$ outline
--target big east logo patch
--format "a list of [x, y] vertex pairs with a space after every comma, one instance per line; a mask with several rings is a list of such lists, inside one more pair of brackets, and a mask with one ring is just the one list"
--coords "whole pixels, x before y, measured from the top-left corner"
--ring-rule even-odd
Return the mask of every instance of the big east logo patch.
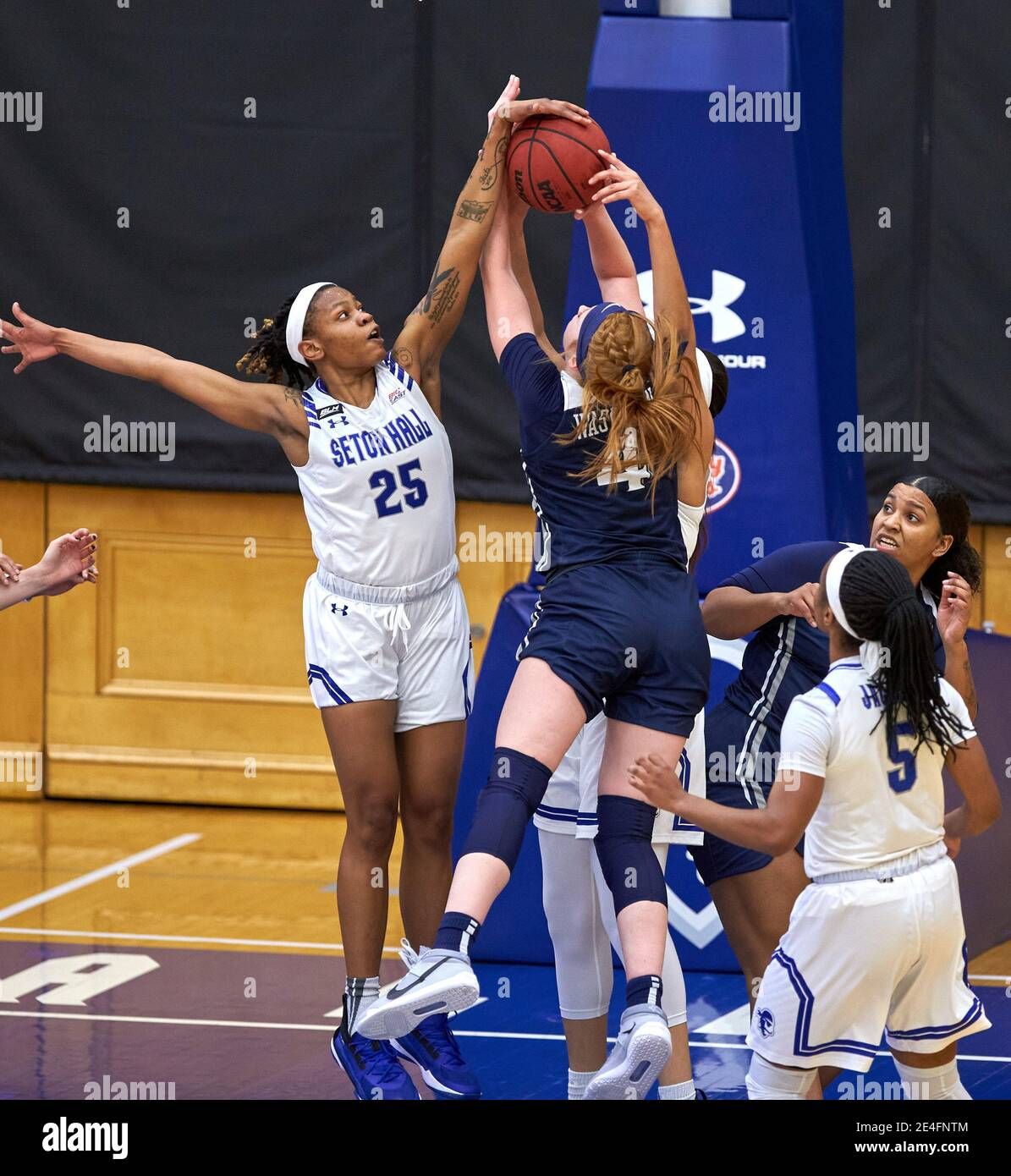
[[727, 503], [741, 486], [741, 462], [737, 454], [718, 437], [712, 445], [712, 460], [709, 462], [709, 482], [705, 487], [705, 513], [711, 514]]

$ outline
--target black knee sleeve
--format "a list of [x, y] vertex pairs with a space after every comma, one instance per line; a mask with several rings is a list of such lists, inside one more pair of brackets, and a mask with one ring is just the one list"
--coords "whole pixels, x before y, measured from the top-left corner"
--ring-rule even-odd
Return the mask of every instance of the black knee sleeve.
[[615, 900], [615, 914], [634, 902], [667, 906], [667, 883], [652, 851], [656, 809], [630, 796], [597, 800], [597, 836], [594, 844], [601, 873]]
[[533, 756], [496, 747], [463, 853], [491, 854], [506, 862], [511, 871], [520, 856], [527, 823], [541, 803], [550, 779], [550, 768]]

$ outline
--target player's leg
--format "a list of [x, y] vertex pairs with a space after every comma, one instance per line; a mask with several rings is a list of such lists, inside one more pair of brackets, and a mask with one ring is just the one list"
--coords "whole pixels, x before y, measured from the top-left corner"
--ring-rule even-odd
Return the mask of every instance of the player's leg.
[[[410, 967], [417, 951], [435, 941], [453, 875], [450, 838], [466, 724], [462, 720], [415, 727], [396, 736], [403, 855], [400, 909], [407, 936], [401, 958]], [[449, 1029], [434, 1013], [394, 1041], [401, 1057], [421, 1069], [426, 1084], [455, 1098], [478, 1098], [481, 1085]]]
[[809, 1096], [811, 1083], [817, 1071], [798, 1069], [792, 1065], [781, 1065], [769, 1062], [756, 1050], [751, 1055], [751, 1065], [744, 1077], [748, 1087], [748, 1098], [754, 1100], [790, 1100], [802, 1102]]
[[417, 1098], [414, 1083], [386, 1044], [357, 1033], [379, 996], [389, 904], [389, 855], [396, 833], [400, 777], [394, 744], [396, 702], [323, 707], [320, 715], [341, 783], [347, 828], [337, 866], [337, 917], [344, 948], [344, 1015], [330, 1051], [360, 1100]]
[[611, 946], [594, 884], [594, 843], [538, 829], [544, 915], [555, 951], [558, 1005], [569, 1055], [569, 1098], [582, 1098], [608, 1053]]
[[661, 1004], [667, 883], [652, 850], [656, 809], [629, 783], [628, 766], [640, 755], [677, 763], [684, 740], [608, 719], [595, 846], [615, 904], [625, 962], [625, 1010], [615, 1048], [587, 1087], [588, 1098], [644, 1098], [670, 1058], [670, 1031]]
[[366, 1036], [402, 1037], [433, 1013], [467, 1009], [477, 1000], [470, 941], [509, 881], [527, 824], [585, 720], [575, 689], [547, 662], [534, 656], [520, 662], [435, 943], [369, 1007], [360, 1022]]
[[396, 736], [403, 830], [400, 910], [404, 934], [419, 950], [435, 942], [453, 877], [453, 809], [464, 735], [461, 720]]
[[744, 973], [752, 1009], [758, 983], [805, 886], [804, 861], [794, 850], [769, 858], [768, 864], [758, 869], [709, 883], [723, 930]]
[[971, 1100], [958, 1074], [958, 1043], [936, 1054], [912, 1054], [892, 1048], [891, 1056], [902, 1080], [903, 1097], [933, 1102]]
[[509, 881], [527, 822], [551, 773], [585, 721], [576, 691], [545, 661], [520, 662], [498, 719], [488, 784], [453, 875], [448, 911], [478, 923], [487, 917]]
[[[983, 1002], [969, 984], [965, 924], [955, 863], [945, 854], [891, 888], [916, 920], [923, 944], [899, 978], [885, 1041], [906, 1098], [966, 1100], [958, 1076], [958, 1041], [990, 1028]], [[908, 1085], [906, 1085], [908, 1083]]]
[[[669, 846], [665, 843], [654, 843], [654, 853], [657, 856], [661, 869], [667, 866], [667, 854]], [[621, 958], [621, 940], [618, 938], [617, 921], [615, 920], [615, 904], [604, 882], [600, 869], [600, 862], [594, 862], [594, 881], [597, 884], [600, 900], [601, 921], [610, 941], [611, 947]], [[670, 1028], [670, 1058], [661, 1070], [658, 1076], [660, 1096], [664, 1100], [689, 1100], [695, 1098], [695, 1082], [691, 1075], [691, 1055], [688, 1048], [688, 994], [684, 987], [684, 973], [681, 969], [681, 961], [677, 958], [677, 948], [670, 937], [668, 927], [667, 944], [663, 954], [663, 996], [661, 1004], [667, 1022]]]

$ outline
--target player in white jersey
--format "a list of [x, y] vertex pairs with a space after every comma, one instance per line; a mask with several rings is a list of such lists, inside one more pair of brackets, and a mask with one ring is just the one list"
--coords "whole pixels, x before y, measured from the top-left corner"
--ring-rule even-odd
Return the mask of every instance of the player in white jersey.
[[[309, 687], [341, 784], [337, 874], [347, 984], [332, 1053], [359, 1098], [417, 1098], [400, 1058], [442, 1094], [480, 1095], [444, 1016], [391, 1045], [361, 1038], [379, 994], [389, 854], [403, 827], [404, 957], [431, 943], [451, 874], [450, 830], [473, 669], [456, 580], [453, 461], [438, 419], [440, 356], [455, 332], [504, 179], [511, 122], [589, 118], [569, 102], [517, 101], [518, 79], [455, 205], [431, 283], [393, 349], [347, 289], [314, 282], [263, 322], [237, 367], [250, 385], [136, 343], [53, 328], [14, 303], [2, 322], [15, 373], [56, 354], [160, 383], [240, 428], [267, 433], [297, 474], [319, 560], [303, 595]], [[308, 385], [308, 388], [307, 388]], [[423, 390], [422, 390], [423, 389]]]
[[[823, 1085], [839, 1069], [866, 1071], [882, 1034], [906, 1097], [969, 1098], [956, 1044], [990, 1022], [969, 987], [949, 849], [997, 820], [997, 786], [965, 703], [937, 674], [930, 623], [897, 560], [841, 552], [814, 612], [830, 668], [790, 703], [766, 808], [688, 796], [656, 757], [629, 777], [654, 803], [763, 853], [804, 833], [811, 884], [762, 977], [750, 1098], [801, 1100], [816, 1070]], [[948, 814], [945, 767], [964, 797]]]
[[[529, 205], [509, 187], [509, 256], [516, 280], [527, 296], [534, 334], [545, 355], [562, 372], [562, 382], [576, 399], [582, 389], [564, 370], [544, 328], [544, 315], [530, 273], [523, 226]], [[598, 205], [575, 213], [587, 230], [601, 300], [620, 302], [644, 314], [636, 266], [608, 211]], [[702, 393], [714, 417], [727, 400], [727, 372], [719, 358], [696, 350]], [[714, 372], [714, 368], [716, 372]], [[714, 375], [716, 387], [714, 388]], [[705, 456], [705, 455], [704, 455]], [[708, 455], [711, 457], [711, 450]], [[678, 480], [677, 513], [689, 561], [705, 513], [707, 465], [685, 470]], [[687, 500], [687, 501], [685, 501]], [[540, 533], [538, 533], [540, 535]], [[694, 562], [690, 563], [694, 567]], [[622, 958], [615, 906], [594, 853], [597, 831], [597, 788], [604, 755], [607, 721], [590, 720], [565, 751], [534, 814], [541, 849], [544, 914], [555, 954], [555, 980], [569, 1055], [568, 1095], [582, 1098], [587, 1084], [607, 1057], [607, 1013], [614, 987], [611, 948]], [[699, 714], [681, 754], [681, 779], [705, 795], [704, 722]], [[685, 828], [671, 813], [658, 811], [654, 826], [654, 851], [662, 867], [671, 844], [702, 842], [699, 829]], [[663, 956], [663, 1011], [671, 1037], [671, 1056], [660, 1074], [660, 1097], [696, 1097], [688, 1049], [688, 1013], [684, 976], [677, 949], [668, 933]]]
-.-.-
Rewrite the records from their first line up to and including the line with "Return the mask of every instance of the big", putting "logo badge" in place of "logo patch" and changing nothing else.

# Expected answer
$ outline
--target big east logo badge
--format "a list of [x, y] vertex pairs with a space after every comma, one instance per line; a mask with several rings is a list of such lists, inside one more pair of brackets, and a mask with one ring is just the one list"
--coords "whole pixels, x before y, measured from the top-left corner"
--ring-rule even-odd
Return the mask of every instance of the big east logo badge.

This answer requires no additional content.